EXERCISE DESCRIPTION: Copy out each row containing the string "surface". Case counts.

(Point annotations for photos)
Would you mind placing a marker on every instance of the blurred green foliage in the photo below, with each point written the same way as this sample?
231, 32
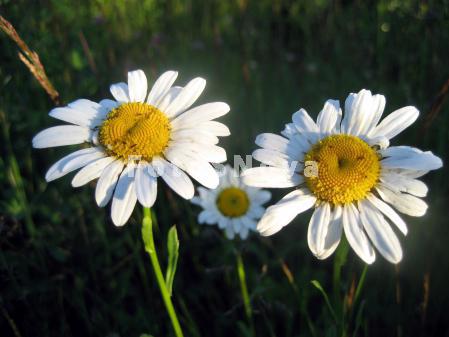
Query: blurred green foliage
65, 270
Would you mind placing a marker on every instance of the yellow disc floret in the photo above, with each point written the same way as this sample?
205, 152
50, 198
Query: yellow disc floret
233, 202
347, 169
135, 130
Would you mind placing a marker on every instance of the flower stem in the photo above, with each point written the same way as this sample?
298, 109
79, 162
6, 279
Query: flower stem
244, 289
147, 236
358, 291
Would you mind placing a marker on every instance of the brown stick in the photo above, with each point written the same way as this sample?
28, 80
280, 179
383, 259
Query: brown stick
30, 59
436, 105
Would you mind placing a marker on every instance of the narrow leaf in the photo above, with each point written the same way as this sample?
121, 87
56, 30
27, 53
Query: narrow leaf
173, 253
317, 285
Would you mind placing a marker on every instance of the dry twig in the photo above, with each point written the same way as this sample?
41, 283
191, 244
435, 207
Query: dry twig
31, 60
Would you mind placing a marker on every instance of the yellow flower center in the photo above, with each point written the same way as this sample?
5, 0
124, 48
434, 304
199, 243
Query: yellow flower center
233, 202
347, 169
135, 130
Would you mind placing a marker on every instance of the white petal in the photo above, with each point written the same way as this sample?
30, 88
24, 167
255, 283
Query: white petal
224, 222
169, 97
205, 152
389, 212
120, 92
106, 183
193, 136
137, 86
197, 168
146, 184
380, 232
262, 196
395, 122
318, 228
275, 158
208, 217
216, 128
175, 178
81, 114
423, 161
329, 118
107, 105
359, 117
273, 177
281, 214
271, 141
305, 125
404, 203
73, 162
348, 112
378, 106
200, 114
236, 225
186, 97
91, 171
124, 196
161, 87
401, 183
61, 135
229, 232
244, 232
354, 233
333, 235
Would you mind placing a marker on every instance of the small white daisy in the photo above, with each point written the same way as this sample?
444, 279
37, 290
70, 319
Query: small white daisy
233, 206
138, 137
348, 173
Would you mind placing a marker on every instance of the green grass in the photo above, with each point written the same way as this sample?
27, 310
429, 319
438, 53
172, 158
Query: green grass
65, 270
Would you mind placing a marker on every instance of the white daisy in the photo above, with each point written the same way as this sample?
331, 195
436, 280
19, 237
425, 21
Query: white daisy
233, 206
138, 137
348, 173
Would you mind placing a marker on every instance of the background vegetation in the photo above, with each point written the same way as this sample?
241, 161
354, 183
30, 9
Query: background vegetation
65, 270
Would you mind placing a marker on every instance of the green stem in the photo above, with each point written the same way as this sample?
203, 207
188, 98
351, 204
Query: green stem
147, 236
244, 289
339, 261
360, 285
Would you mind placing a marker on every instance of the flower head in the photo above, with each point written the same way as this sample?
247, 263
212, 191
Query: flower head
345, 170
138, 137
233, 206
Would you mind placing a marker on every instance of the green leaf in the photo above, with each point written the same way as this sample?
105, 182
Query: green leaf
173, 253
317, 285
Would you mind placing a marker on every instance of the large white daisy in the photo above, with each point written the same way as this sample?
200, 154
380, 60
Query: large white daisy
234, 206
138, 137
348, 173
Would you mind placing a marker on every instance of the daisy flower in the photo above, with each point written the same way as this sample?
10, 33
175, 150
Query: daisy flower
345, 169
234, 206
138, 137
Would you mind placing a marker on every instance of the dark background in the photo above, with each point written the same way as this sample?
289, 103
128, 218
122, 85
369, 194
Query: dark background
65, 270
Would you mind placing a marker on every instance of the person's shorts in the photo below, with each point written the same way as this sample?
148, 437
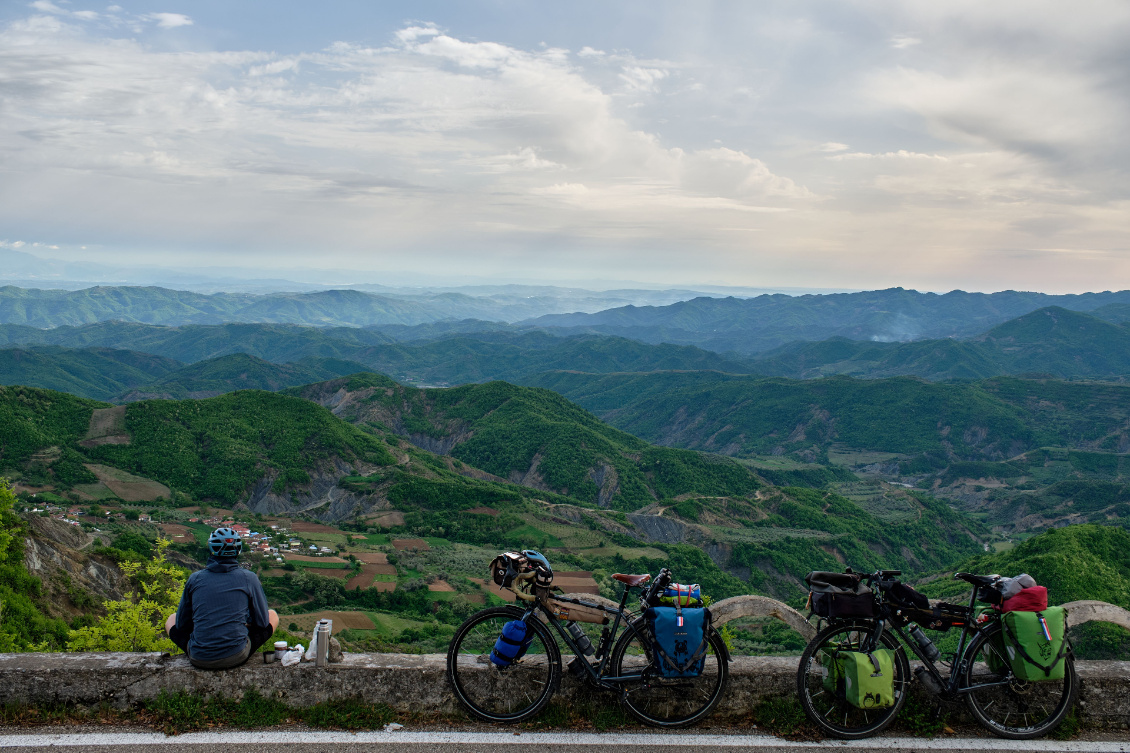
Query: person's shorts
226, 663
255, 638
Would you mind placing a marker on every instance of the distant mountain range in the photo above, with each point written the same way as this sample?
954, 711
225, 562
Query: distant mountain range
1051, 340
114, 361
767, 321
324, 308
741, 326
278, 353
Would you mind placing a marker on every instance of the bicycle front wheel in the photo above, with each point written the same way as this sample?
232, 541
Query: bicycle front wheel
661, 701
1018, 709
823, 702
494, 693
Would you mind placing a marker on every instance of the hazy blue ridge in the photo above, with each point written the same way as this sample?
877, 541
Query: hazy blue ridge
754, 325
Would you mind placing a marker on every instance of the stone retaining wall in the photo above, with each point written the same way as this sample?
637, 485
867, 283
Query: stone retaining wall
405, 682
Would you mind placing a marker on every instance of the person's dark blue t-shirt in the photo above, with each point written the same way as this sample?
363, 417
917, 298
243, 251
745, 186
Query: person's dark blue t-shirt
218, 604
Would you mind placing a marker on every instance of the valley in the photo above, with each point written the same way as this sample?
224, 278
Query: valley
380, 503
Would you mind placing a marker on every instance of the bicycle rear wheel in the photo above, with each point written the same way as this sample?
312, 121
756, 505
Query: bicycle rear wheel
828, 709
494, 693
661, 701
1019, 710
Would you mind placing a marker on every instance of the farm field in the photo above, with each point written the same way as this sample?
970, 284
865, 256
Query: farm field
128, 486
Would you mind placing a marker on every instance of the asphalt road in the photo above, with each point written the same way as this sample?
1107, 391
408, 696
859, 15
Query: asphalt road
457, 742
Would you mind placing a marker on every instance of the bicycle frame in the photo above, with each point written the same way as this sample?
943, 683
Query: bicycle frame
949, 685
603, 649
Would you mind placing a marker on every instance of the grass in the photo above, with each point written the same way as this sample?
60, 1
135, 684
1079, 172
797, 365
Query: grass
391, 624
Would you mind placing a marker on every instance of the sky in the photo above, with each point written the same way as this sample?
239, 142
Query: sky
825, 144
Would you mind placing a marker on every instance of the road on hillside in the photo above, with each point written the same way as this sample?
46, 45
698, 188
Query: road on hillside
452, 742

==

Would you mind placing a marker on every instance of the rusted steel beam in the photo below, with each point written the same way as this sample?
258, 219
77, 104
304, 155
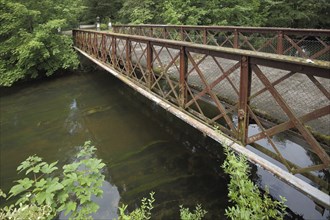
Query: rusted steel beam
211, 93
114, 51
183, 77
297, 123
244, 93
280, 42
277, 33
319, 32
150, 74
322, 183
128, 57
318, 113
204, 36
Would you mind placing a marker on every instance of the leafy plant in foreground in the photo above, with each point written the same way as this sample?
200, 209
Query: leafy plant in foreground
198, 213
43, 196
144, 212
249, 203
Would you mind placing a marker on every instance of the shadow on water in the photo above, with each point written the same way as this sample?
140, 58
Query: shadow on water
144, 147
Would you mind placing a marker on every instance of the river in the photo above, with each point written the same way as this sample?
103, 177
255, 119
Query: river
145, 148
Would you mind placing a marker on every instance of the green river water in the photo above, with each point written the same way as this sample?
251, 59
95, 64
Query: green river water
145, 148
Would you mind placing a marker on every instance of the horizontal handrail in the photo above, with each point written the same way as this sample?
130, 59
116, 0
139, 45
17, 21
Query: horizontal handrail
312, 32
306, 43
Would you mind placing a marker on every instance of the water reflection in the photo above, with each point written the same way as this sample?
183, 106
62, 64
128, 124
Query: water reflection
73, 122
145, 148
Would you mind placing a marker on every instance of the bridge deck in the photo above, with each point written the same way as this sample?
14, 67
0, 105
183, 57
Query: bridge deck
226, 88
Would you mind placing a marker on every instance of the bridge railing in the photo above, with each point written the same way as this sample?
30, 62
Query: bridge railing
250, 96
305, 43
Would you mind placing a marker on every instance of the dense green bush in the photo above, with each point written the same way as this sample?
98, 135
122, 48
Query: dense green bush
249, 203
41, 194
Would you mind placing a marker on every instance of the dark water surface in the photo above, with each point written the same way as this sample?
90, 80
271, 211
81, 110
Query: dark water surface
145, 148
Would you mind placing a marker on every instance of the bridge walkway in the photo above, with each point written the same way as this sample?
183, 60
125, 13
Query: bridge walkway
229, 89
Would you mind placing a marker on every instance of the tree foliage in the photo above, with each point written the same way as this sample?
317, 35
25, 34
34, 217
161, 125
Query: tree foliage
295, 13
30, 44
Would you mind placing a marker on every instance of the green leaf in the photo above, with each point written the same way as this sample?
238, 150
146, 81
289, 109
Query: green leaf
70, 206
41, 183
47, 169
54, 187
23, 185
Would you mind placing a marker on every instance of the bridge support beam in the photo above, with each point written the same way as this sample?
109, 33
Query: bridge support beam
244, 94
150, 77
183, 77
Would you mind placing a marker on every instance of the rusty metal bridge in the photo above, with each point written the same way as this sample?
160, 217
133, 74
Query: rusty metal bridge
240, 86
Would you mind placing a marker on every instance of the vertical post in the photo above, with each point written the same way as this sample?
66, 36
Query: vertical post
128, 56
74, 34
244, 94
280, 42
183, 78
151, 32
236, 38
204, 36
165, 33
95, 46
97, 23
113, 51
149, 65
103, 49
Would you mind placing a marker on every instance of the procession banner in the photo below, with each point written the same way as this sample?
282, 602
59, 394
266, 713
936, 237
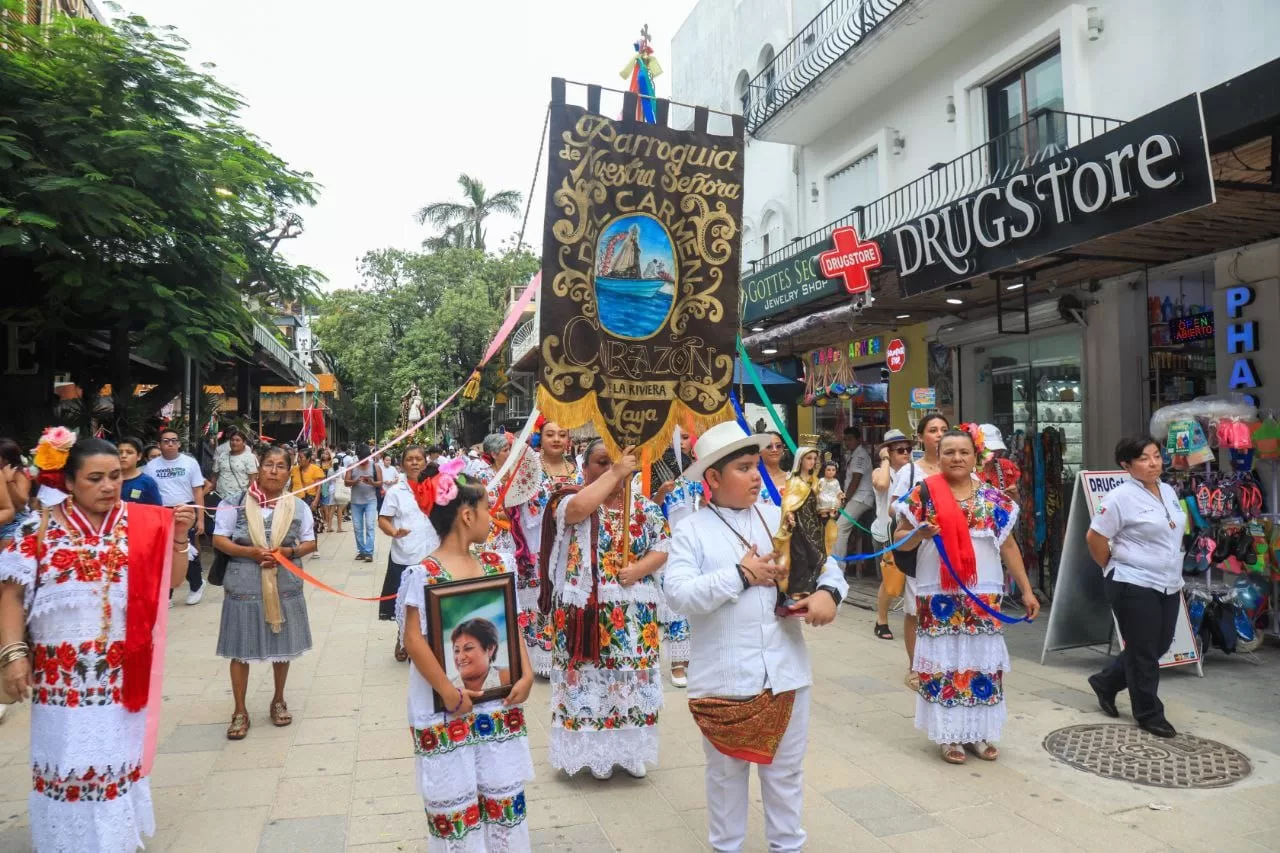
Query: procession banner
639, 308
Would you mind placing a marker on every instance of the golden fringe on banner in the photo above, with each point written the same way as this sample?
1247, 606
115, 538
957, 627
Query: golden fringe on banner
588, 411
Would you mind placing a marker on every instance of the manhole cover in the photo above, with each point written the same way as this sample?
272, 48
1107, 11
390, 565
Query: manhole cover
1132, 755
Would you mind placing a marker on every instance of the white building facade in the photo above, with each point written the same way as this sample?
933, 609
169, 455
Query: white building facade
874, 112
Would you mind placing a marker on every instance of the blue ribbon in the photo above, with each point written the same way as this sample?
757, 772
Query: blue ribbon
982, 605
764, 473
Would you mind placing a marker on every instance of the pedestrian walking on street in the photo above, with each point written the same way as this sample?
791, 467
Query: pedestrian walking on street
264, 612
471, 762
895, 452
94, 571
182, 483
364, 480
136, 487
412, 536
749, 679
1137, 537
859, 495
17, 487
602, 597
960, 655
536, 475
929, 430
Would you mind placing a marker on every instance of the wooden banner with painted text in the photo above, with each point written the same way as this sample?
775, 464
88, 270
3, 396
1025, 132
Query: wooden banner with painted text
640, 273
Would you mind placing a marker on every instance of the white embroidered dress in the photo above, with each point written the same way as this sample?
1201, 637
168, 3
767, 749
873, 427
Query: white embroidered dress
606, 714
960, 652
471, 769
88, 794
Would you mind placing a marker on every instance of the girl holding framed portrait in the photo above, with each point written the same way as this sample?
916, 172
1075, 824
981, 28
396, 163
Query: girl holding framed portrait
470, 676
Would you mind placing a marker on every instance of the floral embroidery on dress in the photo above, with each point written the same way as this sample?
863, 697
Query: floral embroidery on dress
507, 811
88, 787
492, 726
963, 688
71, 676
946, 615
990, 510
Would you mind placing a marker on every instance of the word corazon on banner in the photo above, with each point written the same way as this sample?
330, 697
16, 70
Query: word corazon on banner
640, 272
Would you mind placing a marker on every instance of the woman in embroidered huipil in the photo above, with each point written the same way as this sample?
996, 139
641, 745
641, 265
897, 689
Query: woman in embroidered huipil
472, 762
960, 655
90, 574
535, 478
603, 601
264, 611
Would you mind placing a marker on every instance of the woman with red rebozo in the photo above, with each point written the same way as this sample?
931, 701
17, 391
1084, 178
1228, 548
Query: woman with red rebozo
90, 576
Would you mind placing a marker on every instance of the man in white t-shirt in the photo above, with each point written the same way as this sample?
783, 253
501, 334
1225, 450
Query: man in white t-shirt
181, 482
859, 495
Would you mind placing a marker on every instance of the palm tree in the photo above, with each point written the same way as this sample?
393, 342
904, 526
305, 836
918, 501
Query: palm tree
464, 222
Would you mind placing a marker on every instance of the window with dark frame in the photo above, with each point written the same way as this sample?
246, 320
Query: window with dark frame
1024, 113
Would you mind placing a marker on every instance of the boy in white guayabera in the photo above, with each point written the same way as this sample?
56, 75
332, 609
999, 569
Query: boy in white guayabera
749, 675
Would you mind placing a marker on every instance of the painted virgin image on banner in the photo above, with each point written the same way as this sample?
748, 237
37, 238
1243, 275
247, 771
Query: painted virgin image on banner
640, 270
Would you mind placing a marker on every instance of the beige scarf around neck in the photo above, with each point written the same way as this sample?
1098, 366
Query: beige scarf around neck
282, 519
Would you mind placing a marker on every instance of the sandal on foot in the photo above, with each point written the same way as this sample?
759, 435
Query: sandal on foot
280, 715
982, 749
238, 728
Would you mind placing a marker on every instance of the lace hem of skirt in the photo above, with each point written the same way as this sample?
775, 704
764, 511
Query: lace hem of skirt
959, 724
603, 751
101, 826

OUTPUT BELOW:
Would you mind placing a marker on every instance of the dark water surface in the photo above, with each point written the same way as this sample?
Query: dark water surface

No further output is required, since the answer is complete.